_Excerpted records_:
▼

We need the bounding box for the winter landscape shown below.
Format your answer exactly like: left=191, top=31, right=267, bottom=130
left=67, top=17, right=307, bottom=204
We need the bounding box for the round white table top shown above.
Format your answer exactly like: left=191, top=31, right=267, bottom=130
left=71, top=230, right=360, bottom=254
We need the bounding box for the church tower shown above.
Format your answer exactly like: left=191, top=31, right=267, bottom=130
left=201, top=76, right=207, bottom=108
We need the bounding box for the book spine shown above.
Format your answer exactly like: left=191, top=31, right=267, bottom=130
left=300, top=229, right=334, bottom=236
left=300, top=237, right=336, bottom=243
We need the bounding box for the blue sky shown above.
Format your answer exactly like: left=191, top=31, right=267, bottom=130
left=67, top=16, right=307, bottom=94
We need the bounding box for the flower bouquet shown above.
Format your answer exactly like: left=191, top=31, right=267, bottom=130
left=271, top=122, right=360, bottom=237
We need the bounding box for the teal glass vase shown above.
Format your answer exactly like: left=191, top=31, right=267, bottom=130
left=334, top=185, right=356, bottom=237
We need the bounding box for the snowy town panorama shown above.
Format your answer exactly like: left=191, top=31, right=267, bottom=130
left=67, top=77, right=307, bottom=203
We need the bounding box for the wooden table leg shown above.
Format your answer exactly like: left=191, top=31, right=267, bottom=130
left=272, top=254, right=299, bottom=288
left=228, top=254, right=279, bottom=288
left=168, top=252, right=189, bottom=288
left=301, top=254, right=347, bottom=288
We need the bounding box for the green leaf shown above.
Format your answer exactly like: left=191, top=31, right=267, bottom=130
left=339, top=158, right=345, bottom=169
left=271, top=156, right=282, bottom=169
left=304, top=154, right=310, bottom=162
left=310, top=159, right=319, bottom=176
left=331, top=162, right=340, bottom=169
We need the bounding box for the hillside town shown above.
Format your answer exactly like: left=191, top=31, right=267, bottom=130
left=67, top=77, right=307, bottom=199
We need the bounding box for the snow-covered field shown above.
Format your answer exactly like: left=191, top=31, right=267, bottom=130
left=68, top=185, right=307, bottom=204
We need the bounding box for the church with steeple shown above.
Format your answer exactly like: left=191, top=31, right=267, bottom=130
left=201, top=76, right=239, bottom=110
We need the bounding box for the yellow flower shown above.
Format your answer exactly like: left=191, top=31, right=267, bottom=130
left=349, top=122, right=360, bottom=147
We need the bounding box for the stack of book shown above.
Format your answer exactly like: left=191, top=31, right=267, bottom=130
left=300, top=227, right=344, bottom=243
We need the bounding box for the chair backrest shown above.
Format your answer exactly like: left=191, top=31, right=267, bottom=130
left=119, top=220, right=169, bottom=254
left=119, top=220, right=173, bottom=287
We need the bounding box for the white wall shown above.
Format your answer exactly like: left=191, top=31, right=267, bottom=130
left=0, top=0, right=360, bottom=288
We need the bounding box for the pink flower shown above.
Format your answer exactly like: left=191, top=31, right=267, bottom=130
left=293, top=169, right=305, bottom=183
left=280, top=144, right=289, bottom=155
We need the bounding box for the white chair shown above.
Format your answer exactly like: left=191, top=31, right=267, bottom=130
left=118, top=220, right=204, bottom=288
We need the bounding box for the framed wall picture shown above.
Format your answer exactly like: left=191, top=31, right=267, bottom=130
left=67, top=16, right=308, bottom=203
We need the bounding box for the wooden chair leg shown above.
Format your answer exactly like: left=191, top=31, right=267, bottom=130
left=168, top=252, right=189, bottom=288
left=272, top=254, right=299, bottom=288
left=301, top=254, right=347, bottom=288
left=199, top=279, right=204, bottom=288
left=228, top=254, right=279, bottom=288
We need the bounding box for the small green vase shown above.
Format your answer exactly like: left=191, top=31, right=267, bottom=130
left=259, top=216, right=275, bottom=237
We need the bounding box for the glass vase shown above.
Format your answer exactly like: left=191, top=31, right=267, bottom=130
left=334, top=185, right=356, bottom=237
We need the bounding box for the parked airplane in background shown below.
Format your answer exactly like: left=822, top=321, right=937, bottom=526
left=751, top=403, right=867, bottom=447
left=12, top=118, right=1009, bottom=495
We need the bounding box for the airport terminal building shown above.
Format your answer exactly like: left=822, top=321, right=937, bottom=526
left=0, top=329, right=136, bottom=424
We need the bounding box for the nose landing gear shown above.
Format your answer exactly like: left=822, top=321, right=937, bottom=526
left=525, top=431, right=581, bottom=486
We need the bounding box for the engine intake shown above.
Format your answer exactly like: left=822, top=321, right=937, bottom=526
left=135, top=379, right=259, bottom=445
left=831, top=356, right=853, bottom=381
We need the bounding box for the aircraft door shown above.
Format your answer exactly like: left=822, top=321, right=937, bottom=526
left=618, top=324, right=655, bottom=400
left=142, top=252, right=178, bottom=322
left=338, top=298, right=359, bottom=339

▲

_Do this_: Please give the items above again with "bounding box" renamed to "enclosing rectangle" in every item, keeping every other word, number and line unchanged.

_Expected output_:
We need the enclosing rectangle for the winter landscape shown below.
Format your answer exactly like: left=191, top=31, right=267, bottom=130
left=67, top=17, right=307, bottom=204
We need the enclosing rectangle for the round white table top shown above.
Format your answer exactly like: left=191, top=31, right=267, bottom=130
left=71, top=230, right=360, bottom=254
We need the enclosing rectangle for the church tower shown above.
Format your answer exactly like: left=191, top=31, right=267, bottom=130
left=201, top=76, right=207, bottom=108
We need the enclosing rectangle for the book spine shown above.
Format your answer exactly like: left=191, top=31, right=267, bottom=130
left=300, top=229, right=334, bottom=236
left=300, top=237, right=336, bottom=243
We need the enclosing rectangle for the blue sky shown above.
Format your answer exactly like: left=191, top=31, right=267, bottom=130
left=67, top=16, right=307, bottom=94
We need the enclosing rectangle for the flower bouquet shown above.
Format your answer exactly like: left=191, top=31, right=267, bottom=130
left=271, top=122, right=360, bottom=237
We need the enclosing rectangle for the teal glass vase shown above.
Format your answer exactly like: left=191, top=31, right=267, bottom=130
left=334, top=185, right=356, bottom=237
We need the enclosing rectangle for the snowy town panorama shown above.
Format your answer exactly like: left=191, top=31, right=267, bottom=130
left=67, top=77, right=307, bottom=203
We need the enclosing rectangle for the wooden table leg shown above.
Format your answer exactly like: left=191, top=31, right=267, bottom=130
left=272, top=254, right=299, bottom=288
left=228, top=254, right=279, bottom=288
left=168, top=252, right=189, bottom=288
left=301, top=254, right=347, bottom=288
We need the enclosing rectangle for the green leaf shown above.
Format your answer exactly like: left=191, top=31, right=267, bottom=130
left=339, top=158, right=345, bottom=169
left=271, top=156, right=282, bottom=169
left=304, top=154, right=310, bottom=162
left=310, top=159, right=319, bottom=176
left=331, top=162, right=340, bottom=169
We need the enclosing rectangle for the hillside town shown above.
Format your answer exactly like: left=191, top=31, right=267, bottom=130
left=67, top=77, right=307, bottom=199
We need the enclosing rectangle for the snow-covered field shown above.
Format your answer exactly like: left=191, top=31, right=267, bottom=130
left=68, top=185, right=307, bottom=204
We need the enclosing rectangle for the church with steeple shown above.
Format your answer exactly like: left=191, top=31, right=267, bottom=130
left=201, top=76, right=239, bottom=110
We need the enclosing rectangle for the yellow flower shown above.
Format your answer exactly like: left=191, top=31, right=267, bottom=130
left=349, top=122, right=360, bottom=147
We need the enclosing rectangle for the stack of book shown above.
Format your answer exactly like: left=191, top=31, right=267, bottom=130
left=300, top=227, right=344, bottom=243
We need the enclosing rectangle for the chair backrest shown above.
Format your answer exactly like: left=191, top=31, right=267, bottom=130
left=119, top=220, right=169, bottom=254
left=119, top=220, right=173, bottom=287
We need the enclosing rectangle for the white wall shown above.
Format your answer exactly like: left=191, top=31, right=267, bottom=130
left=0, top=0, right=360, bottom=288
We need the enclosing rectangle for the pink flower shown above.
Format your answer exactly like: left=191, top=31, right=267, bottom=130
left=293, top=169, right=305, bottom=183
left=280, top=144, right=289, bottom=155
We need the enclosing rectangle for the white chair shown above.
Format your answer exactly like: left=191, top=31, right=267, bottom=130
left=118, top=220, right=204, bottom=288
We need the enclosing rectangle for the framed wall picture shown above.
Format your answer exactly like: left=191, top=31, right=267, bottom=130
left=67, top=16, right=308, bottom=203
We need the enclosing rectangle for the wooden chair leg shown above.
Format your answer exactly like: left=191, top=31, right=267, bottom=130
left=168, top=252, right=189, bottom=288
left=272, top=254, right=299, bottom=288
left=301, top=254, right=347, bottom=288
left=199, top=279, right=204, bottom=288
left=228, top=254, right=279, bottom=288
We need the enclosing rectangle for the small green vase shown above.
Format your answer exactly like: left=191, top=31, right=267, bottom=130
left=259, top=216, right=275, bottom=237
We need the enclosing rectangle for the glass vase shown above.
Format your answer exactly like: left=191, top=31, right=267, bottom=130
left=334, top=185, right=356, bottom=237
We need the enclosing rectangle for the parked airplane in background shown below.
Format your answer exactly like: left=822, top=321, right=937, bottom=526
left=751, top=403, right=867, bottom=447
left=12, top=118, right=1009, bottom=495
We need the enclosing rectangle for the airport terminal building shown above.
Format your answer exactly like: left=822, top=321, right=937, bottom=526
left=0, top=329, right=136, bottom=424
We need the enclosing rectangle for the nose landing gear shown above.
Format your answer exactly like: left=822, top=321, right=937, bottom=526
left=525, top=431, right=581, bottom=486
We need the enclosing rectangle for the engine intake shown above.
Format your answer exactly like: left=822, top=321, right=937, bottom=526
left=135, top=379, right=259, bottom=445
left=831, top=356, right=853, bottom=381
We need the enclosing rectangle for the aircraft door shown above.
Format your answer exactly like: left=822, top=321, right=937, bottom=526
left=618, top=324, right=655, bottom=400
left=142, top=252, right=178, bottom=322
left=338, top=298, right=359, bottom=339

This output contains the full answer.